作業内容
A. 民進党解体の記事によると、前原誠司の発言で始まった希望の党と民進党の合流は、民進党にどのような結果をもたらしましたか。
B. 民進党解体の記事を、最後の文に続けて書き進めてください。

読解テキスト
^^^^^^^^
語られる言葉の河へ

2010年1月29日開設
大岡昇平、佐藤優、読書

【後藤謙次】「希望の党」の失言が引き起こした民進党解体 ~政治は一言で動く~

2017年10月08日 | 社会
 (1)政治は政治家の一言で局面が大きく変わる。とりわけ選挙はたった一つの発言が決定的な影響を与える。
 「衆院選は希望の党と一緒に戦う。名を捨てて実を取る決断に理解を頂きたい。誰かを排除するのではない」
 民進党代表、前原誠司のこの発言で始まった希望の党と民進党の合流は、民進党の3分裂という意外な結果をもたらした。そこに至るキーワードの一つは、前原が口にした「排除」だった。

 (2)民主党の分裂に至る3つのキーワードは次のとおり。
^^^^^^^^
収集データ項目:
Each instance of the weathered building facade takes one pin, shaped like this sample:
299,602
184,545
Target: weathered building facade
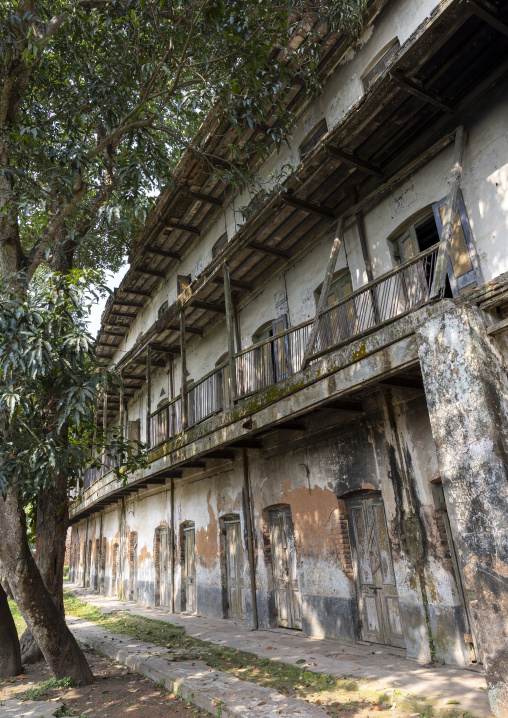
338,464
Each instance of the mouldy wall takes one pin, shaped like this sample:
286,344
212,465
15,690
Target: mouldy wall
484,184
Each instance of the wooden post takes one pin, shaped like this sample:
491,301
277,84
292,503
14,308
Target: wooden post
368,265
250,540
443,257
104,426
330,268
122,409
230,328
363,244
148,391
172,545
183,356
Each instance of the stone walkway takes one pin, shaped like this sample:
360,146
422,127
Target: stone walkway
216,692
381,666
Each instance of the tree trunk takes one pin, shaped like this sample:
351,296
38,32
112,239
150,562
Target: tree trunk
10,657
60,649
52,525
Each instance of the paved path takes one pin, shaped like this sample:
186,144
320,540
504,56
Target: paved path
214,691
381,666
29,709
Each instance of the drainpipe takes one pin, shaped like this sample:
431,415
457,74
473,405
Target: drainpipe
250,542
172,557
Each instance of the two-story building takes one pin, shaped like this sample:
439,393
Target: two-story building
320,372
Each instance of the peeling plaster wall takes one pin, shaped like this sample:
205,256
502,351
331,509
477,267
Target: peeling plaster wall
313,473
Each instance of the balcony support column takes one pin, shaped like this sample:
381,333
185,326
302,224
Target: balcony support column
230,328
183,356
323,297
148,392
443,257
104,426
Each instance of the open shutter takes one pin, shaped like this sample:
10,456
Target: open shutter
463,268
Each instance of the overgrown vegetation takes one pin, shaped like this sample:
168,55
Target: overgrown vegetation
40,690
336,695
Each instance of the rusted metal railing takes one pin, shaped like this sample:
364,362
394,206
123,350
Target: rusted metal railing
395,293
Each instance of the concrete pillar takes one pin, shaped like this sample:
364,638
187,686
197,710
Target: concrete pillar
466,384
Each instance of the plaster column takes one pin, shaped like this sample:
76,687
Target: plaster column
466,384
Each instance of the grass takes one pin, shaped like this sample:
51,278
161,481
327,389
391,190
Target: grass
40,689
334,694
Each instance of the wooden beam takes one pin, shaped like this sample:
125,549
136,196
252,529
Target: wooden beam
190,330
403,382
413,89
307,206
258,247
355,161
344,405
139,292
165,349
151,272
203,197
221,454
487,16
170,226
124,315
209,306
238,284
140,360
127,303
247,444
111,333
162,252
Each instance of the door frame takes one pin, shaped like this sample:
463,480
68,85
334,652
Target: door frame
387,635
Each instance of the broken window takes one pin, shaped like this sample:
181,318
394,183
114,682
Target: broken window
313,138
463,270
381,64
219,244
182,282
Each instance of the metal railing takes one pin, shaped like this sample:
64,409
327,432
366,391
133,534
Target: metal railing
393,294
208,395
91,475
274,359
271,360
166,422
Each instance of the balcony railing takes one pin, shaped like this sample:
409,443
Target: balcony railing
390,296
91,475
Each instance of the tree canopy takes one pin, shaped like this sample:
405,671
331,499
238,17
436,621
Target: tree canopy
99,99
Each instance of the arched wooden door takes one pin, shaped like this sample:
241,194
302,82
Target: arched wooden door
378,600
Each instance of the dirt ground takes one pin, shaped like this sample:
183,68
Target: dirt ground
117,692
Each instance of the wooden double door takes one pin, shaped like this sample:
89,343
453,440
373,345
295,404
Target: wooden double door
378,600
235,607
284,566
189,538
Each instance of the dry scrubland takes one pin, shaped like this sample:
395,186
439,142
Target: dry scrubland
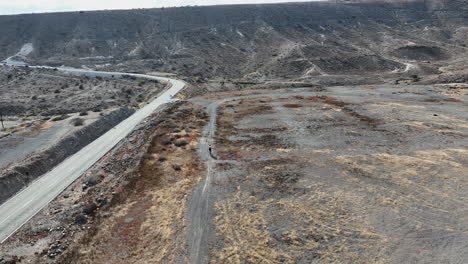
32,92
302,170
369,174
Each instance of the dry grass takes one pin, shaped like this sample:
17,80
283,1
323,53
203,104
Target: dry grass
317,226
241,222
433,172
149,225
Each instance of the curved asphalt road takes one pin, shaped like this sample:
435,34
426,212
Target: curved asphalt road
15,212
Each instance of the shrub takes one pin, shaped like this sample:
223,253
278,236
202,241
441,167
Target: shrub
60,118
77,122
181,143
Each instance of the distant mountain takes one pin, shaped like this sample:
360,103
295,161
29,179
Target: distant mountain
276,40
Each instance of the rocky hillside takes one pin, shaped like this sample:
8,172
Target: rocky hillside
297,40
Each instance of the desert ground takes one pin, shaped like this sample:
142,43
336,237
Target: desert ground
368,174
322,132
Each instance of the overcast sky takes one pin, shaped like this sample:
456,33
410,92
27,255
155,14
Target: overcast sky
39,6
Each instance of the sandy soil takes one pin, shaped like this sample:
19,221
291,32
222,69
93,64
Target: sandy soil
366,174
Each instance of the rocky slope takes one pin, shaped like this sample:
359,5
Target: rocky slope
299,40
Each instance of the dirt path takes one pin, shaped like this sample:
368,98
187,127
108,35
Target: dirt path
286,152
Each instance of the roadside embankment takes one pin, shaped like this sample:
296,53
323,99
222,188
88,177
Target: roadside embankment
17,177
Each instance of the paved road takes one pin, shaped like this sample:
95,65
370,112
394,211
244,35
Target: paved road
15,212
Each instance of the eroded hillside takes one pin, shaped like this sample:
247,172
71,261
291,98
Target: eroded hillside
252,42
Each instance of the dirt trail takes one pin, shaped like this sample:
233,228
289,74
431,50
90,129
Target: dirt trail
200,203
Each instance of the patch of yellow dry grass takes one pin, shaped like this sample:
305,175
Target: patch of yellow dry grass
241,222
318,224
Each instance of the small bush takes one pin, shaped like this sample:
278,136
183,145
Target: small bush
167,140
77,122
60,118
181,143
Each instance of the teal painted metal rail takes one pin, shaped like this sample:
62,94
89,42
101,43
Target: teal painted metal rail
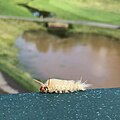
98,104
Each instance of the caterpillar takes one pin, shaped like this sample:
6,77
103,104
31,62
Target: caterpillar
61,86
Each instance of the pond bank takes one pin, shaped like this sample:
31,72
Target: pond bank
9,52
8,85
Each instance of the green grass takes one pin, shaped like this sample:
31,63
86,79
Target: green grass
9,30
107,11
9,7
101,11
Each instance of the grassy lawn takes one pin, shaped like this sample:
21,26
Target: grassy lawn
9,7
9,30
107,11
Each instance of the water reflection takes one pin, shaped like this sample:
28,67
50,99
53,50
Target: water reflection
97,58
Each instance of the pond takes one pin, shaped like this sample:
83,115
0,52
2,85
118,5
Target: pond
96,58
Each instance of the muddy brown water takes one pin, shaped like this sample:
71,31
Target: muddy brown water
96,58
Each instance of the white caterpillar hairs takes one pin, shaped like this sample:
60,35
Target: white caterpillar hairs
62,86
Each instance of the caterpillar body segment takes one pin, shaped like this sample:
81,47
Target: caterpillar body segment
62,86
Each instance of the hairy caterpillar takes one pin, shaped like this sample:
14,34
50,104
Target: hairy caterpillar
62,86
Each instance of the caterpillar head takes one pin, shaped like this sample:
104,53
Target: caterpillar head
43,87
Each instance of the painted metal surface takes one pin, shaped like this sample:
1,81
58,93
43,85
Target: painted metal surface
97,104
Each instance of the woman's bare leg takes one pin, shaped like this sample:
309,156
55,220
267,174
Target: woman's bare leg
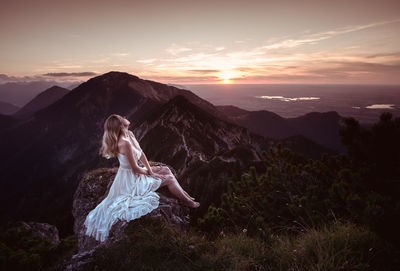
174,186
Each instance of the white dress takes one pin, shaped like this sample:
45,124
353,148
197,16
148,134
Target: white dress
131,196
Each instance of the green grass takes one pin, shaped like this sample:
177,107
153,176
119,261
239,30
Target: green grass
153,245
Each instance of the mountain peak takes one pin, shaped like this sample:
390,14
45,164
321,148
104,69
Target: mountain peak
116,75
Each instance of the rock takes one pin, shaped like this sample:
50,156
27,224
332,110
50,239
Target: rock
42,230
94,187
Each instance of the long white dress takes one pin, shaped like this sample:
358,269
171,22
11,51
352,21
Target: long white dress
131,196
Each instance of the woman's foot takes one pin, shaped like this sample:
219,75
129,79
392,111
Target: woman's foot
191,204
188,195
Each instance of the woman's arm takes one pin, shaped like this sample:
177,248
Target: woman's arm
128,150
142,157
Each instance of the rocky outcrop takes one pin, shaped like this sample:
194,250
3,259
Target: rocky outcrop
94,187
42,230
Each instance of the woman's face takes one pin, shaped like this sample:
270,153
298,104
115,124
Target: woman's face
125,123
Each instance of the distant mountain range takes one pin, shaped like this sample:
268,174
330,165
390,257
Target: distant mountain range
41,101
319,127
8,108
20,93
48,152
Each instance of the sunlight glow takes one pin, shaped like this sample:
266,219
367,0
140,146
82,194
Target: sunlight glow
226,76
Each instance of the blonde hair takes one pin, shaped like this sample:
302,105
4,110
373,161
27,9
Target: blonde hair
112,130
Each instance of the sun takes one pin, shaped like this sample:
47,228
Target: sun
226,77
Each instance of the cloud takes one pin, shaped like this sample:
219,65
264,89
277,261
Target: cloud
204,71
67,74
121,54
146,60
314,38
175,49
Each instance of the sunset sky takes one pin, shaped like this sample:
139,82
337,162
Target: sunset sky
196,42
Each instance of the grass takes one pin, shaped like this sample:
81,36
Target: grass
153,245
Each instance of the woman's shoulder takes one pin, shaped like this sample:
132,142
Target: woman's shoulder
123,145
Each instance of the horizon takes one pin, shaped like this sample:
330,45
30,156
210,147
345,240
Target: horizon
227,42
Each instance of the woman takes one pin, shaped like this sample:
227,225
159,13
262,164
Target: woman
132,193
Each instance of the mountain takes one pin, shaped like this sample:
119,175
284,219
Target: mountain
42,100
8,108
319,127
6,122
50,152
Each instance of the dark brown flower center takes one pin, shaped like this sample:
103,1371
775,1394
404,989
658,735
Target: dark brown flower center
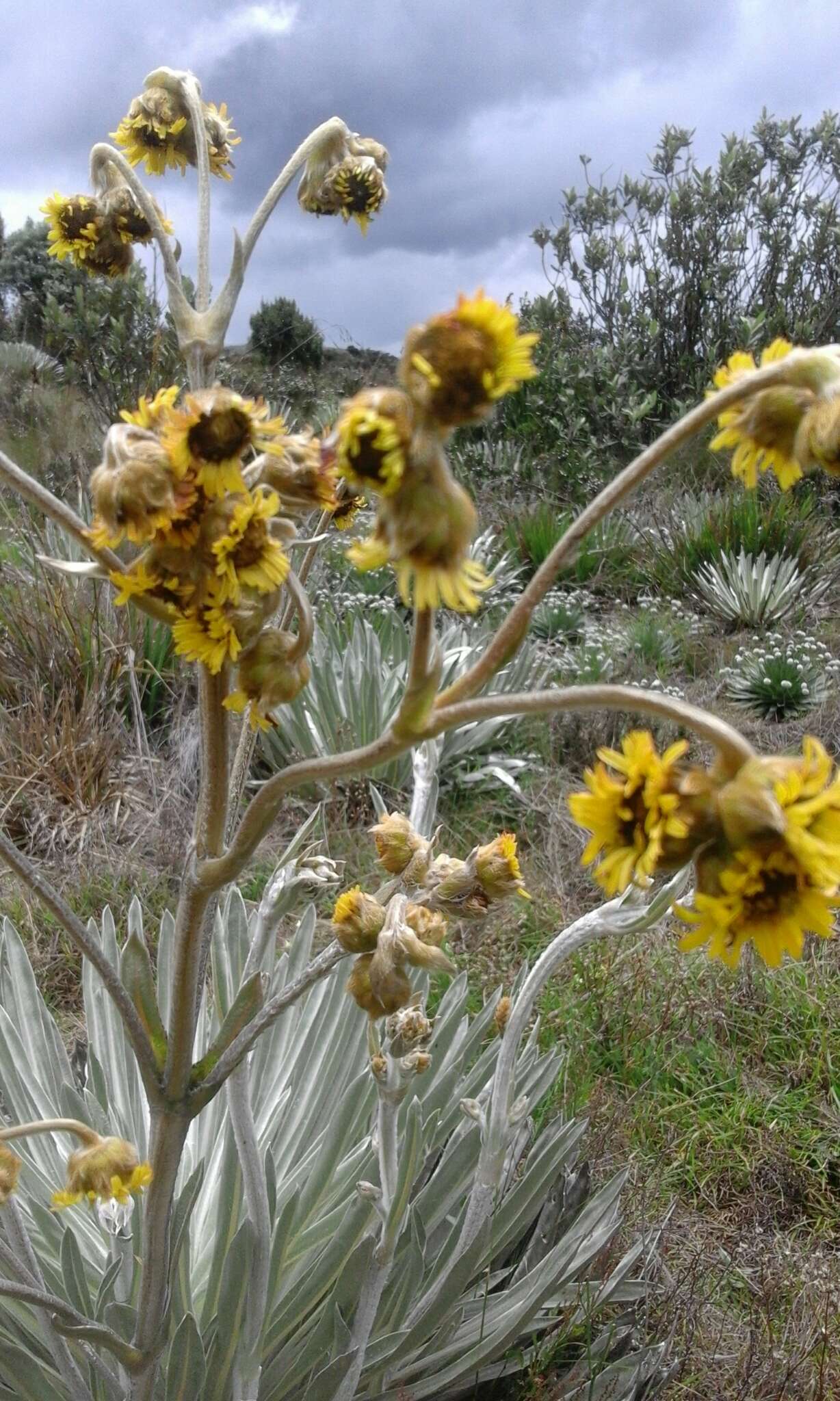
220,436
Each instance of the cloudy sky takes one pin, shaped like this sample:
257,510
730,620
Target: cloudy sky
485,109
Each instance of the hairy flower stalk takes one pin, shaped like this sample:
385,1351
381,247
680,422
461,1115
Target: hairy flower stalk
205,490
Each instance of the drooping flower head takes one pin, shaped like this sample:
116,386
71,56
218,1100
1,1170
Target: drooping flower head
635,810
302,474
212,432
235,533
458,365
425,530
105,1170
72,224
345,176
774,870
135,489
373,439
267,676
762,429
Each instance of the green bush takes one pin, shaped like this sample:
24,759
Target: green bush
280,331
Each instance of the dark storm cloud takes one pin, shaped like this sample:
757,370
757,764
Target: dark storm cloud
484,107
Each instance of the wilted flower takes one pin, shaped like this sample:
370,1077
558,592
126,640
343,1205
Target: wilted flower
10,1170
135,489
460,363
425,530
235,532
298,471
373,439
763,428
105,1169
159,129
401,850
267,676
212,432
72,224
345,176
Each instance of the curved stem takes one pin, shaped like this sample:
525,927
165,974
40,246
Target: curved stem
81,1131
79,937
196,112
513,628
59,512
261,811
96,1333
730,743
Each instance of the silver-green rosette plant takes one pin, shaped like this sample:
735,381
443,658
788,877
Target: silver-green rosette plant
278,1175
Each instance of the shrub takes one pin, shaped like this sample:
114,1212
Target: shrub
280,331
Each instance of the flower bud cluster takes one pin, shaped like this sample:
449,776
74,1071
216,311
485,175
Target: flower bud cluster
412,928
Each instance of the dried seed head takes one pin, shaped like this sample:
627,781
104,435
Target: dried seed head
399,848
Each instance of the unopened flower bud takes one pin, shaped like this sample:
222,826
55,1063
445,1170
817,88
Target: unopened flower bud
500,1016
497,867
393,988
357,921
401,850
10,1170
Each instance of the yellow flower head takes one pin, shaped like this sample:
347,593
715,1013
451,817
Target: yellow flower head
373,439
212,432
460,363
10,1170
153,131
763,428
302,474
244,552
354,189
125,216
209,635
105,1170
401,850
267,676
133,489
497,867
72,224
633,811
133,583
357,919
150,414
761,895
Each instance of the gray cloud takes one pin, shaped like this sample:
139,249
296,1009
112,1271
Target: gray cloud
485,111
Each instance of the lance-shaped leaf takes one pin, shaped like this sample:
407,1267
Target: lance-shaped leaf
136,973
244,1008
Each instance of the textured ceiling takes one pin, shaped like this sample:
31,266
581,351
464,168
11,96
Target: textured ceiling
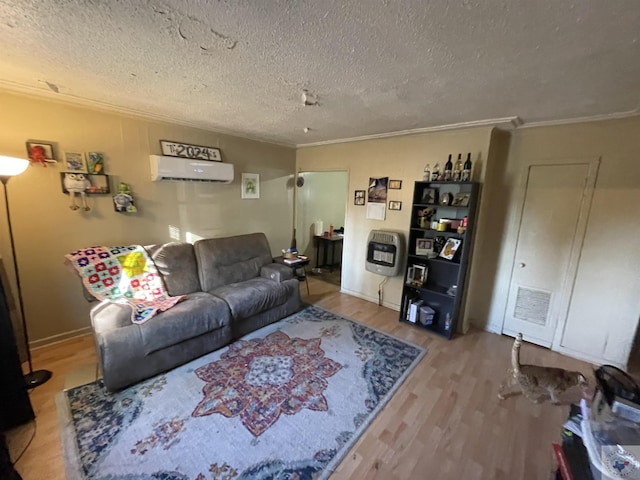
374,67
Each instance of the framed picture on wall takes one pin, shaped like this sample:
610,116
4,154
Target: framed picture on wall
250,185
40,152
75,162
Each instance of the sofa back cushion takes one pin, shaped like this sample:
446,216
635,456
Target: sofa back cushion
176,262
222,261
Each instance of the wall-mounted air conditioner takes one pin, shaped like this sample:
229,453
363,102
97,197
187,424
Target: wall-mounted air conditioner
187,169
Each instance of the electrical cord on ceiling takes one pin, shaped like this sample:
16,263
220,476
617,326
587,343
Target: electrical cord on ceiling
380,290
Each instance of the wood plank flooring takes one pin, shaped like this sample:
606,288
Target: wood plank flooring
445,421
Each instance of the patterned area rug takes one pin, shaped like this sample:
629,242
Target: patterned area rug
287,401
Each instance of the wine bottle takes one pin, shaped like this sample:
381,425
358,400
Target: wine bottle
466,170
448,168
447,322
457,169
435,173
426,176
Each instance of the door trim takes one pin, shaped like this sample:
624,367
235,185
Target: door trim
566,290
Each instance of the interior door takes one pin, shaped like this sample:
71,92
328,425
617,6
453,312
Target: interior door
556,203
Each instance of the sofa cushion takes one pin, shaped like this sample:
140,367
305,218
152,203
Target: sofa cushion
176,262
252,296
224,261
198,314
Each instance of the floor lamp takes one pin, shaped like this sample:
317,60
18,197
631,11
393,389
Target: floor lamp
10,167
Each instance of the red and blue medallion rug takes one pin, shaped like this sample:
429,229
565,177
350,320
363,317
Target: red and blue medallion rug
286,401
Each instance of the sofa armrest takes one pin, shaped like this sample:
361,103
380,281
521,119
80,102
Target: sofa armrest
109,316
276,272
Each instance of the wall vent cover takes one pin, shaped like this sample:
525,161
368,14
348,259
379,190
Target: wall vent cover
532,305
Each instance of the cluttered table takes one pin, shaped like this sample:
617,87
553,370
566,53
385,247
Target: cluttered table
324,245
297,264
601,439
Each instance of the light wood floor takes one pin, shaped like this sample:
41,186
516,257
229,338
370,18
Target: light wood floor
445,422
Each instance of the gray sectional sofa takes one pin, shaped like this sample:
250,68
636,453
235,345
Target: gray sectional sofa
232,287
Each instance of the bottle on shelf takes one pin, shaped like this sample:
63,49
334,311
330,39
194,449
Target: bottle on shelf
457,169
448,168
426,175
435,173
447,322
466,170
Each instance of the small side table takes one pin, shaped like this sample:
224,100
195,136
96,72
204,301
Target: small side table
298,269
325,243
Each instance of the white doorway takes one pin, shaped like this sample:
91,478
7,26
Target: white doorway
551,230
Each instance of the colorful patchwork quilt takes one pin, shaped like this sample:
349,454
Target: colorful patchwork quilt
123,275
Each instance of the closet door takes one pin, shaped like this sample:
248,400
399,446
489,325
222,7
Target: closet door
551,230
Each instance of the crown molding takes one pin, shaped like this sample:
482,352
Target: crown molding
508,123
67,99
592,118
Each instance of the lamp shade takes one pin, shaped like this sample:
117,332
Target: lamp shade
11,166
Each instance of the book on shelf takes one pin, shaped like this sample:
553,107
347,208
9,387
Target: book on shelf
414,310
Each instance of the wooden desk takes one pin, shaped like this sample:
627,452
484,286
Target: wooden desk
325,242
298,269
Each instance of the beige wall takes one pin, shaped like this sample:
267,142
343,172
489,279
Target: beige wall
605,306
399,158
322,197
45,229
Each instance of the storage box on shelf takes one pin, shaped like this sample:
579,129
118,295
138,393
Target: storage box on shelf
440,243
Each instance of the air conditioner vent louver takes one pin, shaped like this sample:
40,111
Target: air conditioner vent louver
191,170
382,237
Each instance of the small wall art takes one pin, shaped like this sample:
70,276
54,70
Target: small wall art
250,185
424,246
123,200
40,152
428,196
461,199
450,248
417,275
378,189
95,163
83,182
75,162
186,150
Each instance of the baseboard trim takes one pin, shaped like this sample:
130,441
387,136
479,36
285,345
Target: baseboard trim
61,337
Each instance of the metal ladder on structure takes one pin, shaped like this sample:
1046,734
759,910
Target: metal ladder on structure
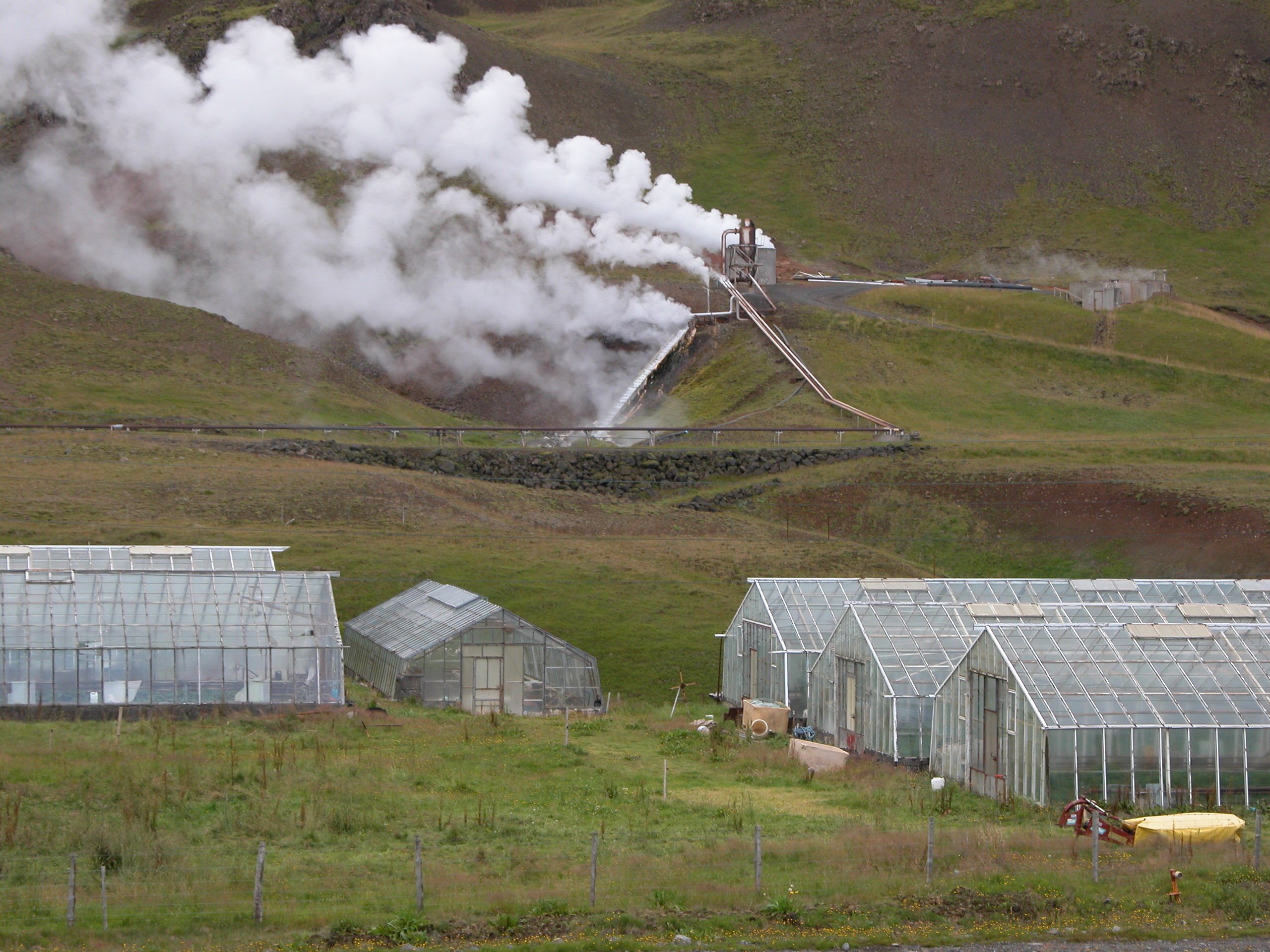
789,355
^^^^^^^^
作業別の出力
A. 民進党の3分裂という意外な結果です。

B.
  (a)分裂の口火を切ったのは、民進党を先行して離党した細野豪志・元環境相だった。
 「三権の長を経験した方々はご遠慮いただく」
 三権の長といえば衆院議長、最高裁長官、そして内閣総理大臣。衆院選挙に立候補予定で三権の長を経験した民進党議員は、菅直人と野田佳彦の2人しかいない。ここから希望の党というより小池の「排除の論理」が動き始める。野田がすぐに反応した。
 「先に離党していった人(細野)の股をくぐる気は全くない」
 野田はもともと前原と同じ松下政経塾出身で思想、信条は保守系の政治家だ。安全保障法制や憲法改正などでは党内リベラル系とは一線を画す。野田が駄目なら民進党内で希望の党の眼鏡にかなう候補者は激減する。
 つまり小池の選別の基準はあってなきも同然といえた。このタイミングで真偽不明の希望の党の48人の公認リストと、17人の氏名が載った“拒否リスト”なるものが出回った。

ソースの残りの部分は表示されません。